--- START ---

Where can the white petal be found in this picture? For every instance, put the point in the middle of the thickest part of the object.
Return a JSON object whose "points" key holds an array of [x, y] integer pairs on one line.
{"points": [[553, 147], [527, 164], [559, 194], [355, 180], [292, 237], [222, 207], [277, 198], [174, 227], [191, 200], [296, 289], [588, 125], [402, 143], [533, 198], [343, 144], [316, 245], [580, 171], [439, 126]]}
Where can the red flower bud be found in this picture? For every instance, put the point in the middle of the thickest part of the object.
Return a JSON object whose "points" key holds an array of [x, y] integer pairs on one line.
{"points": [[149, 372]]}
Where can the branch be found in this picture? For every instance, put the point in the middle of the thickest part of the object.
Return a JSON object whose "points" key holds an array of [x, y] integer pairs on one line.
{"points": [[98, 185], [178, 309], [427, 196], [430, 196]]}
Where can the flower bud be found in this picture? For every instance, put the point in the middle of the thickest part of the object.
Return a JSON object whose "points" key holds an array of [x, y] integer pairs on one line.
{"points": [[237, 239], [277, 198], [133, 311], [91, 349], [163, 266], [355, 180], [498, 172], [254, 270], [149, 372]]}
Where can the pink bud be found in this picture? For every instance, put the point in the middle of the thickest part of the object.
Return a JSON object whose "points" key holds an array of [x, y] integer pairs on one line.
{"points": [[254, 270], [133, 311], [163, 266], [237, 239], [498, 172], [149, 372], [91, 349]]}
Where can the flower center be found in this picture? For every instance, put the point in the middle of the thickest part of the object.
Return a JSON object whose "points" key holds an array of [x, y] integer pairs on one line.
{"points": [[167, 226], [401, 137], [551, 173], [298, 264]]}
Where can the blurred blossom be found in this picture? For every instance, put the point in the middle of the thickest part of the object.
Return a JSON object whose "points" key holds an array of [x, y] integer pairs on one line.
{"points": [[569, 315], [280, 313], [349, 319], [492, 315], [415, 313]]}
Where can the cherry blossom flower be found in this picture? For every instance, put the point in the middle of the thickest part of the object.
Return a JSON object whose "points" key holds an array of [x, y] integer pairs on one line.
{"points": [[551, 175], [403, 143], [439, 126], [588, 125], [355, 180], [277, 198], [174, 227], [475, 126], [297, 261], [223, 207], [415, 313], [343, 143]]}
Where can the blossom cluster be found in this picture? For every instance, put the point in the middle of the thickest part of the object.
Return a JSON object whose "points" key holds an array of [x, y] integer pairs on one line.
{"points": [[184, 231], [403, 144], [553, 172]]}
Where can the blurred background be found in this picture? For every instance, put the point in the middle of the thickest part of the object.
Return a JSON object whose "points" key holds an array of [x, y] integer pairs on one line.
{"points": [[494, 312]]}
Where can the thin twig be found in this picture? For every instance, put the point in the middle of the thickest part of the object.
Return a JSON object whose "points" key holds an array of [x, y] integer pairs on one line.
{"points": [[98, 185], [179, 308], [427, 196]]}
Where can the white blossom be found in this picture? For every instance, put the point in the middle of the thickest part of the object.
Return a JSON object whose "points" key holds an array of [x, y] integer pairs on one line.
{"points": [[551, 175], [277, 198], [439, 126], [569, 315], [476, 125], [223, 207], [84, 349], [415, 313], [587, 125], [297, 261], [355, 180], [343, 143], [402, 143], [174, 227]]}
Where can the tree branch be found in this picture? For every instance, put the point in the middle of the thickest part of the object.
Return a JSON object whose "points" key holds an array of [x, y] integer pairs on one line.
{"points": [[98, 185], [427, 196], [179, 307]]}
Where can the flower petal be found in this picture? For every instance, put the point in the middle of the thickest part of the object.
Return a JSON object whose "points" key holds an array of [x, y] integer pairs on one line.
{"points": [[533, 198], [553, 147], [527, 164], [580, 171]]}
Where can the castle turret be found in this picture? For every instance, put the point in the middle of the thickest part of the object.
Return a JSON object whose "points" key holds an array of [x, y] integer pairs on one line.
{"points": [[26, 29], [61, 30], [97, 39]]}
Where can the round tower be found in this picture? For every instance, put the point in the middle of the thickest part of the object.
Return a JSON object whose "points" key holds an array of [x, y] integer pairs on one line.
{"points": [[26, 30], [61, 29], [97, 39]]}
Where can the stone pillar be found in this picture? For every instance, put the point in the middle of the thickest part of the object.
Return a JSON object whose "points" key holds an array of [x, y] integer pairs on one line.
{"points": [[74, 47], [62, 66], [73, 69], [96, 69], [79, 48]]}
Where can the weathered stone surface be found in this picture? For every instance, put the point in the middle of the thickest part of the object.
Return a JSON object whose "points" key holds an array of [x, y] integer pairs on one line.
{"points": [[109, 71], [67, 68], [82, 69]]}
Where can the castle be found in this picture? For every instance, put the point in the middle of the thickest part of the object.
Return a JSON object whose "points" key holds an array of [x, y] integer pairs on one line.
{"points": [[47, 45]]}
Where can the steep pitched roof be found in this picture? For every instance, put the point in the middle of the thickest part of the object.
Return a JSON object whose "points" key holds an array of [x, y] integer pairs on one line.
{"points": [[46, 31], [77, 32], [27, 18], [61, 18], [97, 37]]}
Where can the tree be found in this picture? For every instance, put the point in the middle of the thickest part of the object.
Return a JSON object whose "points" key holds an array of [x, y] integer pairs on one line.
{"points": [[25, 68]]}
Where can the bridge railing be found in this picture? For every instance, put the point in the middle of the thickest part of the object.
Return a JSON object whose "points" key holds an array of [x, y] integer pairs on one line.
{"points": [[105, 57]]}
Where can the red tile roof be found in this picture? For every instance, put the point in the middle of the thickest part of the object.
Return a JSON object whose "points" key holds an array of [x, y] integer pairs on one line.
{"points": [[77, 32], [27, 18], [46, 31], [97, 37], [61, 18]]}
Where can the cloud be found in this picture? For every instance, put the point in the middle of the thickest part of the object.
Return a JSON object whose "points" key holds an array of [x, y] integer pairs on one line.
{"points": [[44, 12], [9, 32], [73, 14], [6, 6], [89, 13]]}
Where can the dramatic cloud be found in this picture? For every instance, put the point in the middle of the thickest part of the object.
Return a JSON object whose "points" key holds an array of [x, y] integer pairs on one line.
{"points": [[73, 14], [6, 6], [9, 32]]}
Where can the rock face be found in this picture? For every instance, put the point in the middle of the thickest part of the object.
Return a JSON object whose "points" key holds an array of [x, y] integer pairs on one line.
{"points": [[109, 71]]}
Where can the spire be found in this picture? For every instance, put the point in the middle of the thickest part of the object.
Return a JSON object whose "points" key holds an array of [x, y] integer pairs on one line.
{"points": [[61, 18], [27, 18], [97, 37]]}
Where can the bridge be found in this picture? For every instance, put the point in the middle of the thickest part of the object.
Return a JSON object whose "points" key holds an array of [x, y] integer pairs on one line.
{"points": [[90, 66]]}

--- END ---

Pull each line containing the word "blossom" out of the data above.

Where can the blurred blossom be found in this picture? For every instance, put the point in the middle of the thickest part of the object.
Where can the cherry blossom flower be found in this picture? For every instance, put the point in the middle of the thickest part of the object.
Where can the blossom cluster be found in this picture? For every instance, put the point in the middle of the thickest part of the object.
Where can the white blossom be found in this picture? For every instance, put the point in the middle of the thickest part of the object.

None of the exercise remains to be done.